Text shown:
"""

The Minnesota Court of Appeals is the intermediate appellate court in the U.S. state of Minnesota. It began operating on November 1, 1983.

Jurisdiction
The Court of Appeals has jurisdiction over most appeals from the state trial courts, including the Minnesota District Courts, and from many decisions of state agencies and local governments. The only exceptions to this grant of jurisdiction are statewide election contests, first-degree murder cases, and appeals from the Minnesota Tax Court and Minnesota Workers' Compensation Court of Appeals, all of which go directly to the Minnesota Supreme Court.

The Minnesota Supreme Court has discretionary review. Only about five percent of Court of Appeals decisions are accepted by the Supreme Court for further review, meaning that the Court of Appeals makes the final ruling in the vast majority of the 2,000 to 2,400 appeals filed every year.

Procedure
Under Minnesota law, the Court of Appeals must issue a decision within 90 days after oral arguments. If no oral argument is held, a decision is due within 90 days of the case's scheduled conference date. This deadline is the shortest imposed on any appellate court in the nation. The court expedites decisions on child custody cases, mental health commitments and other matters in which the parties request accelerated response.

"""

Work to be completed: Can you transcribe the Minnesota Court of Appeals text exactly, from "The Minnesota Court" to "Minnesota Supreme Court."?

Data extract:
"""

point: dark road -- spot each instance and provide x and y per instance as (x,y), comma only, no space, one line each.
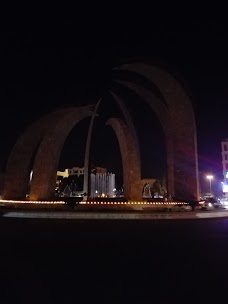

"""

Output for this exercise:
The Minnesota Court of Appeals is the intermediate appellate court in the U.S. state of Minnesota. It began operating on November 1, 1983.

Jurisdiction
The Court of Appeals has jurisdiction over most appeals from the state trial courts, including the Minnesota District Courts, and from many decisions of state agencies and local governments. The only exceptions to this grant of jurisdiction are statewide election contests, first-degree murder cases, and appeals from the Minnesota Tax Court and Minnesota Workers' Compensation Court of Appeals, all of which go directly to the Minnesota Supreme Court.